Excerpted data

----------

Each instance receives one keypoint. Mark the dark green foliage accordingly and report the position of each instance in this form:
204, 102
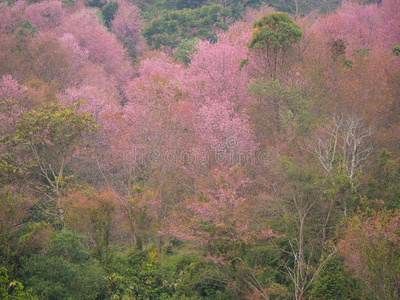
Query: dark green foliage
108, 12
275, 31
13, 290
335, 283
63, 270
383, 183
174, 26
185, 49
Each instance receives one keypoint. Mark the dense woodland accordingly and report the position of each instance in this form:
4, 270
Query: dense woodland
197, 149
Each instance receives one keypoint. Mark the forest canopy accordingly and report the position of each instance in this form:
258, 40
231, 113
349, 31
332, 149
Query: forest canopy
190, 149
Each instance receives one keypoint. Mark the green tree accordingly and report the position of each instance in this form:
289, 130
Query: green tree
47, 141
185, 49
63, 270
13, 290
172, 27
272, 44
108, 12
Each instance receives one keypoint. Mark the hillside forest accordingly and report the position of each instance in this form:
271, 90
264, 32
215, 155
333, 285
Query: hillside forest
199, 149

----------

Problem description
Copy out all of the records above again word for word, omitting the pictures.

Output below
Each instance receives one keypoint. Mark the dark green foliage accordingly and report the position of each instance in this form:
204, 102
Query: dark green foliage
108, 12
275, 31
13, 290
335, 283
63, 270
383, 183
174, 26
185, 49
Each instance receives one keypoint. Mark the dense woodland accordingly and report the position of each instance in this form:
4, 270
Query: dense woodland
197, 149
Each instance receives one keypoint. Mark the forest canopy accordingly and report the position of each instance in this form:
258, 40
231, 113
349, 31
332, 149
Query: forest canopy
190, 149
Each instance receives one keypoint. Mark the green tree accordingly and report the position of each instance in this form:
289, 130
Query: green tree
47, 141
185, 49
63, 270
13, 290
172, 27
272, 44
108, 12
Each instance receives one keypoint. Mark the hillside forest accordingly and report the position of each instance in this form:
271, 90
264, 32
215, 155
333, 285
Query: hillside forest
199, 149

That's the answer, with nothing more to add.